## WHAT THE TASK ASKS:
Output every line of the data exactly as it appears.

## DATA PROVIDED:
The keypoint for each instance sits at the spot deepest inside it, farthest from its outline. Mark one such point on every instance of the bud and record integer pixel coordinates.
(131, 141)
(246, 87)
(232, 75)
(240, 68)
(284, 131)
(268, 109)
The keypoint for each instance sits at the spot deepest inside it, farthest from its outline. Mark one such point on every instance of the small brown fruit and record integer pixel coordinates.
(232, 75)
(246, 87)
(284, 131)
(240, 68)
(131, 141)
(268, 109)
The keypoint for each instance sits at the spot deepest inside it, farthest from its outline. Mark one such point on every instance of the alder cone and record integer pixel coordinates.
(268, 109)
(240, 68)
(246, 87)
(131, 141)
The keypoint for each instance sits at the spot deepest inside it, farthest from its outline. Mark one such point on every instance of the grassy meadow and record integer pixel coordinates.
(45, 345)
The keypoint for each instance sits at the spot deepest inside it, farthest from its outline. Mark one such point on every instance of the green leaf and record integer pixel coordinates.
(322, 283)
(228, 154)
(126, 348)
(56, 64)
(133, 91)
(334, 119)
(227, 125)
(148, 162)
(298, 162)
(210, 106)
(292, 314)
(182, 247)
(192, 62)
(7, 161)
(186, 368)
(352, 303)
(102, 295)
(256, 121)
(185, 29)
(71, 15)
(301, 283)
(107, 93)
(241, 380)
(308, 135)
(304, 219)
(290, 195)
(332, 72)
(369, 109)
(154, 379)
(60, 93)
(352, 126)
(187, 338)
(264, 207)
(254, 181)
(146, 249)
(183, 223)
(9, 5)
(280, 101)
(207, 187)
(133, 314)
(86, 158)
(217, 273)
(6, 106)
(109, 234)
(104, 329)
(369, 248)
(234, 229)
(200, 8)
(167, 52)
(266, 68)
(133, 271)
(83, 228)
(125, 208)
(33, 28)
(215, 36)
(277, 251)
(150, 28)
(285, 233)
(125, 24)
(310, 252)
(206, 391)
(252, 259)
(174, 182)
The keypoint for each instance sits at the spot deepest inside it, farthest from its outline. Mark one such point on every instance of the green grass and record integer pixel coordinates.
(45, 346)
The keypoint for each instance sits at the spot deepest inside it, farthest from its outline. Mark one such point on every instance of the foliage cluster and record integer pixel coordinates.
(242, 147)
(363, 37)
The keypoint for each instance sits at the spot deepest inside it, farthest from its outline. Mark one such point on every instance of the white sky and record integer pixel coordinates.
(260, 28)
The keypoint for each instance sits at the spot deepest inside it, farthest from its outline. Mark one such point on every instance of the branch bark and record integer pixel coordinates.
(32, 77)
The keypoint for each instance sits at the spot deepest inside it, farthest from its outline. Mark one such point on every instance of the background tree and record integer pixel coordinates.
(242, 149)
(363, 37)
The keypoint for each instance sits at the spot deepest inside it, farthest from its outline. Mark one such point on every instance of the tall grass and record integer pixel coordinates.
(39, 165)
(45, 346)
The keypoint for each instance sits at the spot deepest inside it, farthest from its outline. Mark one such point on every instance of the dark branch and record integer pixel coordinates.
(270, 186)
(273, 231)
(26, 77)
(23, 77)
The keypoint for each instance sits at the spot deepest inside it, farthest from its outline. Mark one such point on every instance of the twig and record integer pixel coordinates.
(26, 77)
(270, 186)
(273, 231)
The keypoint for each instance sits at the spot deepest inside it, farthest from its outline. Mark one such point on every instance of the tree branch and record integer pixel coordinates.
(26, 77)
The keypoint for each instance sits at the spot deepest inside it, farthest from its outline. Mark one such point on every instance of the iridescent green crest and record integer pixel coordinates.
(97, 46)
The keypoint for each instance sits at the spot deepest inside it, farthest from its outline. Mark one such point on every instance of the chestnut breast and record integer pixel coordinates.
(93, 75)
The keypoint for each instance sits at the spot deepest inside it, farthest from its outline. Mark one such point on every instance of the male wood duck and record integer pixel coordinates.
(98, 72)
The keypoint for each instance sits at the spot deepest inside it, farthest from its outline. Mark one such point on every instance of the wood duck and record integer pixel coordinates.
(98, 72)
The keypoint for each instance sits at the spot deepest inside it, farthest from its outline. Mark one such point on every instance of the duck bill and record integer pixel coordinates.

## RESULT FOR THIS TASK:
The keypoint for each instance sits at the spot deepest inside it, farthest from its outline. Mark one such point on every instance of the bud and record integer pixel coordinates.
(131, 141)
(246, 87)
(232, 75)
(240, 68)
(284, 131)
(268, 109)
The keypoint for each instance sits at the spot deepest inside it, farthest from its outline. Mark one such point on every instance of the small brown fruit and record integer pixel coordinates.
(232, 75)
(246, 87)
(284, 131)
(240, 68)
(131, 141)
(268, 109)
The keypoint for each instance sits at the spot deepest inside it, farthest from its outline. Mark one such point on every instance of the alder cone and record integer pixel coordinates.
(268, 109)
(240, 68)
(246, 87)
(131, 141)
The keypoint for each instance sits at the spot deepest inside it, farthest from its outline. Mark one such point on every instance of the grassy meadow and record integer pixel coordinates.
(45, 345)
The keypoint for each instance sits at the spot deepest inside it, farthest from its outline. Mark one such point on every instance of the green leaf and record integer pixel coordinates.
(322, 283)
(228, 154)
(126, 348)
(56, 64)
(133, 91)
(334, 119)
(227, 125)
(148, 162)
(298, 162)
(210, 106)
(292, 314)
(182, 247)
(192, 62)
(7, 161)
(186, 368)
(352, 303)
(102, 295)
(256, 121)
(185, 29)
(71, 15)
(301, 283)
(107, 93)
(241, 380)
(308, 135)
(304, 219)
(290, 195)
(332, 72)
(369, 109)
(154, 379)
(60, 93)
(352, 126)
(187, 338)
(264, 207)
(254, 181)
(146, 249)
(183, 223)
(9, 5)
(280, 101)
(207, 187)
(133, 314)
(86, 158)
(217, 273)
(6, 106)
(109, 234)
(104, 329)
(369, 248)
(234, 229)
(200, 8)
(167, 52)
(266, 68)
(133, 271)
(83, 228)
(125, 208)
(33, 28)
(215, 36)
(277, 251)
(150, 28)
(285, 233)
(125, 24)
(310, 252)
(206, 391)
(252, 259)
(174, 182)
The keypoint for each instance sits at the spot deepest inside it, farthest from its outline. Mark one such point on every instance of the green grass and record integer pixel coordinates.
(45, 346)
The keypoint for each instance sits at the spot deepest inside it, farthest from its outline. Mark one such point on every instance of the foliage cluster and record integer pixel coordinates.
(242, 147)
(363, 37)
The keypoint for each instance sits at the spot deepest inside it, farthest from its outline. Mark one such point on every instance of the white sky and record integer pixel coordinates.
(260, 28)
The keypoint for each instance sits at the spot deepest inside it, farthest from its outline. Mark one such point on every instance of the branch bark and record integer pixel coordinates.
(32, 77)
The keypoint for each instance sits at the spot deepest inside it, farthest from its outline. Mark one such point on every instance of the background tree and record integer pixel coordinates.
(242, 149)
(363, 37)
The keypoint for each instance sits at the spot deepest inside it, farthest from its outline. Mark one such point on every instance of the tall grass and record integer pixel coordinates.
(39, 165)
(45, 346)
The keypoint for each instance sits at the spot deepest inside it, farthest from its outline. Mark one such point on every instance of the dark branch and record integer pixel coordinates.
(270, 186)
(273, 231)
(26, 77)
(23, 77)
The keypoint for each instance sits at the spot deepest inside it, farthest from its outline. Mark one such point on every instance of the twig and record integer pixel coordinates.
(26, 77)
(270, 186)
(273, 231)
The keypoint for each instance sits at the spot deepest inside it, farthest from its outline. Mark one such point on every instance of the tree branch and record integer pixel coordinates.
(26, 77)
The keypoint for each instance sits at the spot deepest inside it, farthest from its outline. Mark one such point on every instance of the iridescent green crest and record integer pixel coordinates.
(97, 46)
The keypoint for each instance sits at the spot deepest inside it, farthest from its outline. Mark one such point on every instance of the chestnut breast and record integer pixel coordinates.
(93, 75)
The keypoint for each instance sits at the spot deepest inside it, farthest from its outline. Mark one such point on every instance of the male wood duck and record integer pixel coordinates.
(98, 72)
The keypoint for each instance sits at the spot deepest inside it, farthest from its outline. Mark one such point on every instance of the wood duck and record integer pixel coordinates.
(98, 72)
The keypoint for each instance sits at the spot deepest inside it, farthest from its outline. Mark one such point on every instance of the duck bill and record integer pixel coordinates.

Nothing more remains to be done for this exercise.